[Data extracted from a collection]
=======

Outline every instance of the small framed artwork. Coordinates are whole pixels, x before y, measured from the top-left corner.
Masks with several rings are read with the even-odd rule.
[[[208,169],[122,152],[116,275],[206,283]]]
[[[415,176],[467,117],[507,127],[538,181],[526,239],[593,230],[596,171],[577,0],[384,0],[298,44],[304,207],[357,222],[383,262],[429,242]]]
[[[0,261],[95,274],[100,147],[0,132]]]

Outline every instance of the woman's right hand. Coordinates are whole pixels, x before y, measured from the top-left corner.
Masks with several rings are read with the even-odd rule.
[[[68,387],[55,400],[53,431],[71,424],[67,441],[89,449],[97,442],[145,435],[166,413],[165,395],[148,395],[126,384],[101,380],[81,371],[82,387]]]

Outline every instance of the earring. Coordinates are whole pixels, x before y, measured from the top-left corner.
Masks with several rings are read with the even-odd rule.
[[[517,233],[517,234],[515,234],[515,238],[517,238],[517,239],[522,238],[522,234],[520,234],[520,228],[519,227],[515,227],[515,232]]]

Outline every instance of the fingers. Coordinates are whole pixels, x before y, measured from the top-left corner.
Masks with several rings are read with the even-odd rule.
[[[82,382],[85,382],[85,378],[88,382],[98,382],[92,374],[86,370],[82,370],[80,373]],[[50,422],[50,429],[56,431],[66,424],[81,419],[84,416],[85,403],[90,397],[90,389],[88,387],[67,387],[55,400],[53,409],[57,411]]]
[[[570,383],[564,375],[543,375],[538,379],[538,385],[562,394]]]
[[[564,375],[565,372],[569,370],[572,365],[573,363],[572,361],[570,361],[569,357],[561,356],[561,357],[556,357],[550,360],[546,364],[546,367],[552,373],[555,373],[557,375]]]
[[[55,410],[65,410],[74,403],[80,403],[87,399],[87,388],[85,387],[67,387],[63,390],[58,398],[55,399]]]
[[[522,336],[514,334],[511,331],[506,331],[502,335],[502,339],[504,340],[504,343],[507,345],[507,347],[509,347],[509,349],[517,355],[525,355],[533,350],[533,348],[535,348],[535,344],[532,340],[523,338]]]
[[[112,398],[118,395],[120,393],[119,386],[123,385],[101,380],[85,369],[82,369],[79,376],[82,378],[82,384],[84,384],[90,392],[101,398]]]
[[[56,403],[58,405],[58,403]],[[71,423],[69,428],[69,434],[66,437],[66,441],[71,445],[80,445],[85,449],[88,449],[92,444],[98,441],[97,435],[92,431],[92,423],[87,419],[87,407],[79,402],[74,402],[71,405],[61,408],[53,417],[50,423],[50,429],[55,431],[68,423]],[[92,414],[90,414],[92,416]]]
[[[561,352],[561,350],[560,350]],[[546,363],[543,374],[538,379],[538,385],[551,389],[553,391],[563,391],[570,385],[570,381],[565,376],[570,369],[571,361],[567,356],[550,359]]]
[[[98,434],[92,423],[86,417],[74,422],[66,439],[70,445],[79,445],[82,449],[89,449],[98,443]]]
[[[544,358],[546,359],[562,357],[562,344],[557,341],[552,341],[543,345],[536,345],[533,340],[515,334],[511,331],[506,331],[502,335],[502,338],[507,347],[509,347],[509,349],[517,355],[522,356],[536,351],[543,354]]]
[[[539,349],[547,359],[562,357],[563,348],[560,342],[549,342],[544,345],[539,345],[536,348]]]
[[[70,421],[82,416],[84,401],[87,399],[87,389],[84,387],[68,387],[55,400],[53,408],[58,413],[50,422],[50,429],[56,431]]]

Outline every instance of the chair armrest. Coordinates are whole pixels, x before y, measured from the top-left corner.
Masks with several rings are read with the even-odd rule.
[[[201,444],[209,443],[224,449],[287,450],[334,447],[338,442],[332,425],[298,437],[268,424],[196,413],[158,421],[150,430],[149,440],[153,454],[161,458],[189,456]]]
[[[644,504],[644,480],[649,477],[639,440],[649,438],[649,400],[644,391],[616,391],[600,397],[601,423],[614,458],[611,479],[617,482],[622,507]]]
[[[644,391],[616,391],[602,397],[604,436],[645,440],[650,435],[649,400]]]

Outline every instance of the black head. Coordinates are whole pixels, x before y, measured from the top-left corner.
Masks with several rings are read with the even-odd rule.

=======

ACTIVITY:
Your task is to transcribe the line containing "Outline every instance of the black" and every line after it, through the last line of the data, exactly as written and with nothing more.

FINISHED TASK:
Outline every instance of the black head. Coordinates are whole pixels, x before y, measured from the top-left corner.
Masks with several rings are read with the even-odd rule.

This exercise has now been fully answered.